Textauszug:
Ja, mit Headaset spielen verband ich immer mit schlechten Erinnerungen (Medusa Headset tat nach ein paar Stunden weh). Mein neues ist aber so bequem zu tragen dass ich jetzt damit osgar Filme anschaue, meine Boxen quasi komplett abgestöpselt habe^^


----------



## Herbboy (30. Dezember 2011)

Wegen Surround auf Stereokopfhörern: lies mal diese Seite des Artikels Ohren auf! Kauftipps für Headsets und Soundkarten für Battlefield 3, Modern Warfare 3 und Co. - Headsets und Soundkarten: Surroundsound mit Stereokopfhörern da wird das vom Prinzip her erklärt. Diese Simulation klappt sogar besser als wenn die Kopfhörer viele kleine Boxen haben.


und rein vom Sound her: ich weiß nicht, welches Teufel-Set Du hast, aber grad wenn es ein größerer Sub und dann nur sehr kleine Boxen sind, hast Du klanglich eine Riesenlücke zwischem dem Bass und höheren Mittenbereich. Da die allermeisten aber vom Bass "beeindruckt" werden und vorher oft nur billige 2.1-Boxen hatten, die genau das gleiche Problem haben, merken die gar nicht, was denen im Vergleich zu einem ausgewogenen System mit großen Boxen entgeht  Und Kopfhörer wiederum haben dieses Problem nie - da zählt nur die Qualität der Kopfhörer für den Sound, man muss aber nicht an "Größe" sparen wegen Platzbedarf oder so wie bei Boxenssystemen. Wenn die Kopfhöer also nicht billig sind, hast Du schnell einen Sound ähnlich einer guten Stereoanlage mit großen Boxen. Das Sharkoon zB dürfte klanglich einem 60-70€ Stereokopfhörer entsprechen, und da kriegt man durchaus schon einen passablen Sound, der einem vorkommt wie ein gutes 2.0-Stereoboxenset für 200€. 

Diese "Bass Bass Bass"-Hysterie versaut auch vieles, da wissen viele gar nicht, was denen entgeht, weil sie nur drauf achten, dass es "reinhaut" - dabei haben auch 2.0-Systeme einen sehr guten, aber ausgewogenen Bass. Bei 2.1/5.1 mit kleinen Satellitenboxen übertüncht der Bass die Schwächen, und wenn man es mit dem Sub übertreibt, wummert er halt - grad "billige" Subs kommen schnell zu einem unsauberen Bass, da die Membran zu unkontrolliert schwingt.

Aufgaben und Übungen:
1 – Beantworte anhand des Auszugs über Kopfhörer und Boxen die folgenden Fragen:
(a) Was tat das Medusa Headset nach ein paar Stunden?
(b) Welchem Stereokopfhörer dürfte das Sharkoon klanglich entsprechen?
(c) Warum kommen billige Subs schnell zu einem unsauberen Bass?
2 – Gib die Stelle aus dem Auszug über Kopfhörer und Boxen wortgetreu wieder. Sie beginnt bei "Ja, mit Headaset" und endet bei "(30. Dezember 2011)".

Datensätze:
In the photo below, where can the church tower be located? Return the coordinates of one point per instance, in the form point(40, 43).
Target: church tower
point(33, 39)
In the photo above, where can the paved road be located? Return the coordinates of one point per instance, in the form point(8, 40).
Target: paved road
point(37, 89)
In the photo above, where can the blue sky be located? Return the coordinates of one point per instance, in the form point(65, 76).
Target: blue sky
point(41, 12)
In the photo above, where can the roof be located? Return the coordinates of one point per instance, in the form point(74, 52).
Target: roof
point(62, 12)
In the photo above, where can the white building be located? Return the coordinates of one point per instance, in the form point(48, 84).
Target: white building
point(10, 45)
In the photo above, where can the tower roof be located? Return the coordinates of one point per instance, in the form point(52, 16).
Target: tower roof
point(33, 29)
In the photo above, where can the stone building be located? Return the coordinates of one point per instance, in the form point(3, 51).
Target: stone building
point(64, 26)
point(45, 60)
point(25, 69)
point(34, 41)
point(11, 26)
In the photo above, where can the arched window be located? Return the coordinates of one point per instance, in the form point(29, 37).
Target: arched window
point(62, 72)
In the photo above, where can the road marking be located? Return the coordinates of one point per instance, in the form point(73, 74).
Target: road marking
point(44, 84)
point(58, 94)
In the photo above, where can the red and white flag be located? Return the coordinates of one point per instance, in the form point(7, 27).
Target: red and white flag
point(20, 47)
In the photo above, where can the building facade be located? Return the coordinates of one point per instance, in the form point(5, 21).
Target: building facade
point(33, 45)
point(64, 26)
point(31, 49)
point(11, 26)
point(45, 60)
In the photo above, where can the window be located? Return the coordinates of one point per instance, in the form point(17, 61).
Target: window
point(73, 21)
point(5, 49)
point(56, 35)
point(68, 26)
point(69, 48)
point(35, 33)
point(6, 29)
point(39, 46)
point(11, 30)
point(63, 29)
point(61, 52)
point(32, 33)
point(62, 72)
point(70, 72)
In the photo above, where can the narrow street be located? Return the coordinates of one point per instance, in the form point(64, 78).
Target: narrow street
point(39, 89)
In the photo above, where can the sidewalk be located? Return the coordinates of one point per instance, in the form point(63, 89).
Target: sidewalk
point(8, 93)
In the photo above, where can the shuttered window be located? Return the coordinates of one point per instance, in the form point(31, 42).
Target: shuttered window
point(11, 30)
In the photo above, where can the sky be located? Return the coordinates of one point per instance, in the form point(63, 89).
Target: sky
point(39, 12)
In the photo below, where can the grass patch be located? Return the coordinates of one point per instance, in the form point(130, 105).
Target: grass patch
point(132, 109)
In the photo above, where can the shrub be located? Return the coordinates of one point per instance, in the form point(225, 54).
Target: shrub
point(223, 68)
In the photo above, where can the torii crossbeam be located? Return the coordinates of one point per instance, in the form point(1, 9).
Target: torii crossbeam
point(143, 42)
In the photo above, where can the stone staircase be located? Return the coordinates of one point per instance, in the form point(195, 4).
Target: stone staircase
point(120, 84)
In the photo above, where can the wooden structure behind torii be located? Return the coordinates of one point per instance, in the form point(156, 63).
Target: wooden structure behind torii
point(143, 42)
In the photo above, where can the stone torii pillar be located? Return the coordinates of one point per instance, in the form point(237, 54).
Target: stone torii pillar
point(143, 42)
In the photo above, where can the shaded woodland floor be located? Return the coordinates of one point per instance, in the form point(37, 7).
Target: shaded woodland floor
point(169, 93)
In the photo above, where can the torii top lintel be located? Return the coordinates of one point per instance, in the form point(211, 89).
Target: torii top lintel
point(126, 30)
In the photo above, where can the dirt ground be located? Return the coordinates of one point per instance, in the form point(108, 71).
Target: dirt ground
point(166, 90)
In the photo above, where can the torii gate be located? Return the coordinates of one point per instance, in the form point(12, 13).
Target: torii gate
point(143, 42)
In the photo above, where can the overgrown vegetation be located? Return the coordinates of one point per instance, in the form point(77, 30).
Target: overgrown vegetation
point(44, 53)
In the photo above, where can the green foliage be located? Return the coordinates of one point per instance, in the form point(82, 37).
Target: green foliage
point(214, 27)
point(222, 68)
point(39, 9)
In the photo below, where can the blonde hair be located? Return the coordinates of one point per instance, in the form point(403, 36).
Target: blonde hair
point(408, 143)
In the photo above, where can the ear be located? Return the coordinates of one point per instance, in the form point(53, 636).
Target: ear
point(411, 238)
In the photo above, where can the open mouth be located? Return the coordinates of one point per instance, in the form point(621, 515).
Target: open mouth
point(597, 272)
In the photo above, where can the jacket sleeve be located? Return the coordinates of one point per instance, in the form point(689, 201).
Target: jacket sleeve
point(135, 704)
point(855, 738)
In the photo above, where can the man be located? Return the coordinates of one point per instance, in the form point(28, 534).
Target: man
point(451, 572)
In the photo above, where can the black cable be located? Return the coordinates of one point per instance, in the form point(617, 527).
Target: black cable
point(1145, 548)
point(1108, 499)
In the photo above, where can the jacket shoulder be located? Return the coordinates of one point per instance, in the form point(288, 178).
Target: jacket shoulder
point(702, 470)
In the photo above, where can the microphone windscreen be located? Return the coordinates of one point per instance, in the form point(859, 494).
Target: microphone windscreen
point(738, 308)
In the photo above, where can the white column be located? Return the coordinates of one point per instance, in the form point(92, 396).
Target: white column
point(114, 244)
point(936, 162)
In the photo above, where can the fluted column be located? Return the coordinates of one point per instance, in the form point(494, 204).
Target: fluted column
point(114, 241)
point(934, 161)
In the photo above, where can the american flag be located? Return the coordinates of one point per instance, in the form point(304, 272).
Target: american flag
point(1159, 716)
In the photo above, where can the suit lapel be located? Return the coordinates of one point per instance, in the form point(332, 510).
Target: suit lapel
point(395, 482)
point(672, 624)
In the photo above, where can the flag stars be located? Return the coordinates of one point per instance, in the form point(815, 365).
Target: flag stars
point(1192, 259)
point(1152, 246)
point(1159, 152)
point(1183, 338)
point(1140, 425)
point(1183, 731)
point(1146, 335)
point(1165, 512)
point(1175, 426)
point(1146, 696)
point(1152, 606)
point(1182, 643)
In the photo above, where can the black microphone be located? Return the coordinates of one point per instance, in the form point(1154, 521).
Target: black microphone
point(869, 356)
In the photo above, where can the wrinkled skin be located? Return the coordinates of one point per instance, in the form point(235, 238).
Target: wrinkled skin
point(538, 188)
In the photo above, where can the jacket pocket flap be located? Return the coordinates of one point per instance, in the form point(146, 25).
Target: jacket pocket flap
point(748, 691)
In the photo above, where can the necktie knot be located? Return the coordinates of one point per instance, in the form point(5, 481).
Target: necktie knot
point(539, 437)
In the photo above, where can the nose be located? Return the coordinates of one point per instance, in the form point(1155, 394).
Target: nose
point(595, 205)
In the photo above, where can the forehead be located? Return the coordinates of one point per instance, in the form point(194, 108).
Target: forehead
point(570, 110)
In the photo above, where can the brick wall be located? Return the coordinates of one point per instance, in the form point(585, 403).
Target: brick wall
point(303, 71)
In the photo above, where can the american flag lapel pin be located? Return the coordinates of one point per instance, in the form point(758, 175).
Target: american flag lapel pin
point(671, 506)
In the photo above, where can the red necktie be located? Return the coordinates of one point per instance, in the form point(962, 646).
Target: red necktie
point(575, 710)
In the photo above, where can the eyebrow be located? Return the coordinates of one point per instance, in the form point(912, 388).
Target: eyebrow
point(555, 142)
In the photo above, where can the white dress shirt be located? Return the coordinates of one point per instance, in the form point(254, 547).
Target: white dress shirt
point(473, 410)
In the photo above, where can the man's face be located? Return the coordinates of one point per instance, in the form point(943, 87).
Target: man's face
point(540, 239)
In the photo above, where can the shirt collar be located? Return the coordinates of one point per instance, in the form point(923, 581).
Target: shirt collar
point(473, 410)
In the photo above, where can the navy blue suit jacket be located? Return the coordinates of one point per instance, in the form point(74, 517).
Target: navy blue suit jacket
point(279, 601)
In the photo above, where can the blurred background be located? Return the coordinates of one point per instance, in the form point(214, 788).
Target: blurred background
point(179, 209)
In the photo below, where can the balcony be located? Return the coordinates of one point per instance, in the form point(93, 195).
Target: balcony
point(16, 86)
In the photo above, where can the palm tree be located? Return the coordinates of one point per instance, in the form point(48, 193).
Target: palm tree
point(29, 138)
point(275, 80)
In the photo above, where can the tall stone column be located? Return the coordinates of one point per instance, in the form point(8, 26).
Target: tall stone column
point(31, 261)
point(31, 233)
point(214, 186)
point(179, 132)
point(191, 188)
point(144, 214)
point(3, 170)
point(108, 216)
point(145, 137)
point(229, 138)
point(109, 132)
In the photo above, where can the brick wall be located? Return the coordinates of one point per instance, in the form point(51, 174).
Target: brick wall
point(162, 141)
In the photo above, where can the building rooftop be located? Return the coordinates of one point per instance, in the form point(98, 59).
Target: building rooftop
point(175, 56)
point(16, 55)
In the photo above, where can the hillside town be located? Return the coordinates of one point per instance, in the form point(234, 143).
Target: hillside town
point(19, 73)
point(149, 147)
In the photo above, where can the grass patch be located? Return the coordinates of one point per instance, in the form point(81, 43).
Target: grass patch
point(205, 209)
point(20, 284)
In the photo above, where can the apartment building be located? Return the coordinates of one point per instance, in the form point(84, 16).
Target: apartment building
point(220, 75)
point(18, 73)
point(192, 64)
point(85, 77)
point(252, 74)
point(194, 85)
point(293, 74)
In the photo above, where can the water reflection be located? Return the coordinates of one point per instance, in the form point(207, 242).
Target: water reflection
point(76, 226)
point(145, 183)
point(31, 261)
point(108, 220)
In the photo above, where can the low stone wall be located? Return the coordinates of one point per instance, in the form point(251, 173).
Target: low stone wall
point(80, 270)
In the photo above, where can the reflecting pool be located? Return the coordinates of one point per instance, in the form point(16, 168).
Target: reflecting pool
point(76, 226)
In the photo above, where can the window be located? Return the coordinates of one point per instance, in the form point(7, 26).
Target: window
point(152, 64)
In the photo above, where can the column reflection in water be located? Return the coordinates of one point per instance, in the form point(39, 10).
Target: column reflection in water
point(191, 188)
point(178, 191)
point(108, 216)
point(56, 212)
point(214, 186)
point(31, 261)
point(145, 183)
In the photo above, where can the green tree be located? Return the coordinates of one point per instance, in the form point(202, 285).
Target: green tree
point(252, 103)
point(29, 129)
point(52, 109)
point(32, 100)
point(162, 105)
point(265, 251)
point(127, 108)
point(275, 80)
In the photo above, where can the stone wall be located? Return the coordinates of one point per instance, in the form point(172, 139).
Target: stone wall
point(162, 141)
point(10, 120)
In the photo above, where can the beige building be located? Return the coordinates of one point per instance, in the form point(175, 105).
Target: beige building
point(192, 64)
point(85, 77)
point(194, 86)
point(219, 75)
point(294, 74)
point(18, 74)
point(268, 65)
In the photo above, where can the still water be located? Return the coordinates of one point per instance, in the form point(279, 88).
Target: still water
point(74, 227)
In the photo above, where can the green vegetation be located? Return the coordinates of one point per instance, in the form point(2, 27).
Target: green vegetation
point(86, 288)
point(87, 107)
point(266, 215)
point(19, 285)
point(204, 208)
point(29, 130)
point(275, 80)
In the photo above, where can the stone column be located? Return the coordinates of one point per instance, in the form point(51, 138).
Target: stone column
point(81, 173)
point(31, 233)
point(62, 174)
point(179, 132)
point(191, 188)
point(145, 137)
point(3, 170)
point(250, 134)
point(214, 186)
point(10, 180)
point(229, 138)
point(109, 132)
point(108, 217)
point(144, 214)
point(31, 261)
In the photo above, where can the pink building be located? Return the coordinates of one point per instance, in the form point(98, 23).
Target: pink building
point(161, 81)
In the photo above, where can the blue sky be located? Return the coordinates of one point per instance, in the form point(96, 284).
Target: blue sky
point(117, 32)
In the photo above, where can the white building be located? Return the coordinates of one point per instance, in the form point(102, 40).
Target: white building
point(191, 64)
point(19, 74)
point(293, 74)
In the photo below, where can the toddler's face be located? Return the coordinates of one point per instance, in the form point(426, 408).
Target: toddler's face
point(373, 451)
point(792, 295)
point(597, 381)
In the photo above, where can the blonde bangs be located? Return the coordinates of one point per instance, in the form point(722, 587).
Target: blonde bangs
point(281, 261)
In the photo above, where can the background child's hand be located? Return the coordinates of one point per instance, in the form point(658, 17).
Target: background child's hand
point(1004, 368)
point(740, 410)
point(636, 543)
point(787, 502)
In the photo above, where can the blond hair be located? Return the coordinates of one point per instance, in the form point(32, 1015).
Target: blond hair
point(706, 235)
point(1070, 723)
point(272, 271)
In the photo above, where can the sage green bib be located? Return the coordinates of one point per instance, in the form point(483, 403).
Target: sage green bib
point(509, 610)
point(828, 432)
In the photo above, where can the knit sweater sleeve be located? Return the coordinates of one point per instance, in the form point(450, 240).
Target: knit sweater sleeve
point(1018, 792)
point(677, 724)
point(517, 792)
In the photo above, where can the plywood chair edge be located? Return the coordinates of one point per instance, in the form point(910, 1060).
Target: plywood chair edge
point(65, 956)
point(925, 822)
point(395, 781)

Lösungen:
1 –
(a) Es tat weh.
(b) Einem Stereokopfhörer für 60–70 €.
(c) Weil die Membran zu unkontrolliert schwingt.

2 –
Ja, mit Headaset spielen verband ich immer mit schlechten Erinnerungen (Medusa Headset tat nach ein paar Stunden weh). Mein neues ist aber so bequem zu tragen dass ich jetzt damit osgar Filme anschaue, meine Boxen quasi komplett abgestöpselt habe^^


----------



## Herbboy (30. Dezember 2011)